**Problem requirements:** Rewrite all the data below, swapping "signal-timing study" for "label audit" wherever it appears and changing nothing else. Leave out the pictures.

**Excerpts from point annotation data:**
□ □ □ □
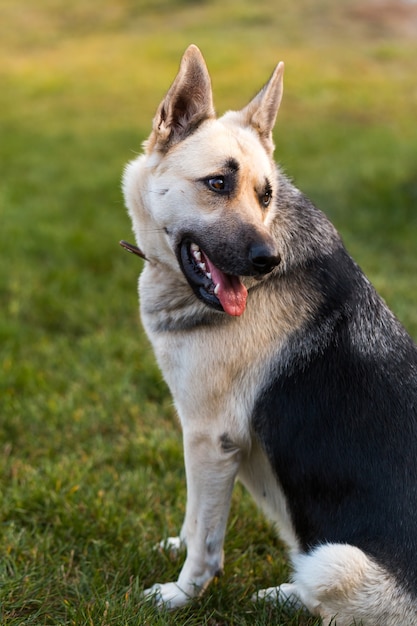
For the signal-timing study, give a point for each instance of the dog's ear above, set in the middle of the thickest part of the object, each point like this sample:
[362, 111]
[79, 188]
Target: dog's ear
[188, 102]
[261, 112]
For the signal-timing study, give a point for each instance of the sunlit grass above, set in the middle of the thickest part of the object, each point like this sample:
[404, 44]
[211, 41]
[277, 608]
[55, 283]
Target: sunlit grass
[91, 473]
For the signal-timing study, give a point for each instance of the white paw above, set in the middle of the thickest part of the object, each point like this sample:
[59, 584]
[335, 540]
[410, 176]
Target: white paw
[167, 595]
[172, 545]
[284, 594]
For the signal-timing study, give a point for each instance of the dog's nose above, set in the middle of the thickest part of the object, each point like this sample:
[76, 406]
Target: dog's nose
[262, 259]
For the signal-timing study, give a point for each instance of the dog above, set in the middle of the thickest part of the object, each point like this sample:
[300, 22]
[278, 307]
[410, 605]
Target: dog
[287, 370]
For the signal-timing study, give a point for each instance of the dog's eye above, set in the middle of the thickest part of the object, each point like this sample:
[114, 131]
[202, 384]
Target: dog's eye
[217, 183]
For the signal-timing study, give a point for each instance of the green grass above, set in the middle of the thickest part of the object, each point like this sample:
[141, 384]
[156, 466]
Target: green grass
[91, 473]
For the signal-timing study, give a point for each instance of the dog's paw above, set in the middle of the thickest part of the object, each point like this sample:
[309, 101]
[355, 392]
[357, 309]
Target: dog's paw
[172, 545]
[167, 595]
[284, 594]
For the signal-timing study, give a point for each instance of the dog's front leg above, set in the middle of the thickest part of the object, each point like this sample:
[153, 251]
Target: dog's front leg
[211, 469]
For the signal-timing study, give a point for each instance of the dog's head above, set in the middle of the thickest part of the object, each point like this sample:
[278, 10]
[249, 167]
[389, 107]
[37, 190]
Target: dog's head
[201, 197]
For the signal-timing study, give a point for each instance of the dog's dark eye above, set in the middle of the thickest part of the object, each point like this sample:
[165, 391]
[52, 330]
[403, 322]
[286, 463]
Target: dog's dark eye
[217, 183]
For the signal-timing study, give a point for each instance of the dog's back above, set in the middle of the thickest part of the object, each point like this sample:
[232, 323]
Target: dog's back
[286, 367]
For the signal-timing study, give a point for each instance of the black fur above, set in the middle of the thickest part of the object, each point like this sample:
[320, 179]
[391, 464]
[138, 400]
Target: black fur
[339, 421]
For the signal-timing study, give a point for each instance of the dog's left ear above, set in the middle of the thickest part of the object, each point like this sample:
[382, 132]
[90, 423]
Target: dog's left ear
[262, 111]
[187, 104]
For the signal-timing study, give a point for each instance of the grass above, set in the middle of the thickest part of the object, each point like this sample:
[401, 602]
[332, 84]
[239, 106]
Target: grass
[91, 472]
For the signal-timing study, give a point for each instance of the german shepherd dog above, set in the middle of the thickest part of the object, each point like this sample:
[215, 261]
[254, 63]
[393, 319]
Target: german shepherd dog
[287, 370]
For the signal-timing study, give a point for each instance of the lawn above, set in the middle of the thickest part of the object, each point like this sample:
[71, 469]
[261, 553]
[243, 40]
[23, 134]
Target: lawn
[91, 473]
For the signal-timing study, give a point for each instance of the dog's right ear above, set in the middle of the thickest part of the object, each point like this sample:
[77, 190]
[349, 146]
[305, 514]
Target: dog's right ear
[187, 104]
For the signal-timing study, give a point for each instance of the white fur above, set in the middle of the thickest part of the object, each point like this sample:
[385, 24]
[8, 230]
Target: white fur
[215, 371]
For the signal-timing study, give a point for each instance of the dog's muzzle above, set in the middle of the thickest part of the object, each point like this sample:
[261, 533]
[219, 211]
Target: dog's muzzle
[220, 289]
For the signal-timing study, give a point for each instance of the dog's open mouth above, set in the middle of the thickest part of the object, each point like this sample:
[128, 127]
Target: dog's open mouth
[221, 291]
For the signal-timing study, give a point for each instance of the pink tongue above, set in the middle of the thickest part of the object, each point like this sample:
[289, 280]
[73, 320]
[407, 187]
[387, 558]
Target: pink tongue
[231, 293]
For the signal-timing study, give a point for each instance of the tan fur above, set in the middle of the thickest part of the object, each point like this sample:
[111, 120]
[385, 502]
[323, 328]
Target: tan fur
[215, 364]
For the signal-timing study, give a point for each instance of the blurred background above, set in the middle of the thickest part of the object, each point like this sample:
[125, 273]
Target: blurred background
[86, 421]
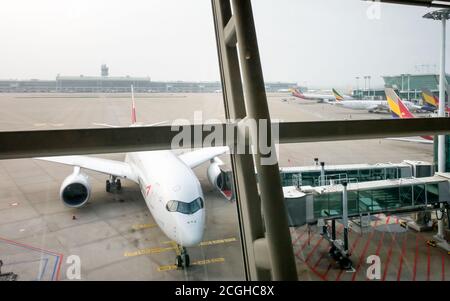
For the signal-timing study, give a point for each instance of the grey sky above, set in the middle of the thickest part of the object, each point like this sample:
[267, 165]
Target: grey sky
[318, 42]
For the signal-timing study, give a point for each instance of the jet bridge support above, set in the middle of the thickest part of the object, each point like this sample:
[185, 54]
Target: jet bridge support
□ □ □ □
**Result below:**
For the label audit, give a point for each instance of the dog's ear above, set in the middle of the thickest part of the object, each point like this sample:
[362, 111]
[79, 188]
Target: dog's ear
[188, 102]
[261, 112]
For the label audit, give a point for each instance of the sunlit grass above, set in the middle of the thickest part of the object, each point like this sample:
[404, 44]
[211, 41]
[277, 608]
[55, 283]
Target: sunlit grass
[91, 473]
For the label audit, give a point for each instance of the white paw above, set in the middle of the thickest part of the object, each point like this sample:
[59, 584]
[335, 540]
[410, 176]
Target: white paw
[167, 595]
[172, 545]
[284, 594]
For the label audit, give a point for each instance of the dog's nose above, set in the middle of the thickest part of the object, each point like this sample:
[76, 406]
Target: dog's nose
[262, 259]
For the label audit, give a point for each instance of the dog above, set in the middle of the thickest part of the object, each point like this sample:
[300, 22]
[278, 307]
[410, 605]
Target: dog
[287, 370]
For the label audit, give a point for each instance of the dog's eye above, set in the middle of the thickest part of the object, each point like this sample:
[114, 131]
[202, 384]
Target: dog's eye
[217, 183]
For the label audit, give a point for each instance of the green grass above, set in the middle of the thickest part of the object, each point like this sample:
[141, 384]
[156, 466]
Target: green grass
[91, 473]
For the label audit, give a point for each instance of the dog's paw above, set in the middle of the thickest part of the object, each point like this sample:
[309, 101]
[355, 392]
[357, 309]
Target: dog's paw
[172, 545]
[167, 595]
[284, 594]
For the label audit, give a point for each instance of the dog's front leg above, set in the middle of the thickest part of the object, each point like this sample:
[153, 251]
Target: dog's front leg
[211, 469]
For the label audit, give a point for each instance of the dog's head above, set in the middle of the thickest part of the object, each point like this sample:
[278, 10]
[249, 167]
[389, 107]
[37, 190]
Target: dog's head
[201, 197]
For the label audit, give a point for each instance of the dog's dark eye above, set in the middle of the thickest part of the object, each point like this sample:
[165, 391]
[52, 330]
[403, 322]
[286, 463]
Target: dog's dark eye
[217, 183]
For the label audit, give a point for each instance of the dog's back above, set in the middle of the thickest part of the object, each point like this sample:
[232, 323]
Target: dog's back
[286, 367]
For the label audit, give a point for each instance of the black fur above, set in the middle of the thickest part of the object, each point like this sample:
[320, 179]
[391, 464]
[138, 400]
Target: black fur
[339, 421]
For the label audit, give a point for each instance of the dog's left ear above, set in the middle of the thickest part of the object, each point like this sample:
[382, 132]
[90, 423]
Target: dog's left ear
[262, 111]
[187, 104]
For the label audit, give a point for each instance of the grass above, set in the middle of the thickest part of the object, each point like this sample:
[401, 602]
[332, 84]
[239, 106]
Target: grass
[91, 472]
For the label audit, give a point for each instance of the german shepherd dog above, set in the middle of the thickest part of the object, each point like this sample:
[215, 261]
[254, 63]
[393, 319]
Target: german shepherd dog
[287, 370]
For the label audit, give a point for each instance of the lawn above, set in the middle of the thickest part of the object, each point like this sample:
[71, 469]
[261, 553]
[243, 40]
[23, 134]
Target: lawn
[91, 473]
For the label audit, give a point for each instance of the dog's right ear above, set in the middle of the thickest part of the object, each point like this sample:
[77, 190]
[349, 146]
[305, 514]
Target: dog's right ear
[187, 104]
For the label audit, give a point for each instance of the white fur above, set in the middle of the thickest part of the object, each point like this sample:
[385, 24]
[8, 230]
Target: white fur
[215, 371]
For the label audit, give a point for each instance of the dog's muzzle above, set in the middle of the thickest part of the object, each point like this sample:
[261, 533]
[219, 211]
Target: dog's muzzle
[220, 289]
For the label audit, give a point for each instance of the dog's open mouth above, set in the middle of the thickest part of the object, each point like this sample:
[128, 127]
Target: dog's open mouth
[221, 291]
For the label audit, give a point for each instance of the pink tongue above, set in the middle of the thickest part of the object, each point like this sample:
[289, 280]
[73, 320]
[407, 187]
[387, 558]
Target: pink tongue
[231, 293]
For the label audit, give a point for each instance of the tan fur above, set in the middle of the thickest part of the object, each point like this sample:
[111, 120]
[385, 502]
[323, 328]
Target: tan fur
[215, 364]
For the label audit, give a point for each instance of the blurred background above, set in the middle of the thickest part of the object, each point like this sample:
[125, 273]
Target: blurred background
[86, 421]
For the label audit, give a point for each instance of the grey sky above, set in the middle of the thickest part of the object, each point like this sample:
[267, 165]
Target: grey sky
[318, 42]
For the label audit, give a point for each instance of the jet bridge support above, set in the middle of the thickest part of the object, each point like this sample:
[185, 54]
Target: jet bridge support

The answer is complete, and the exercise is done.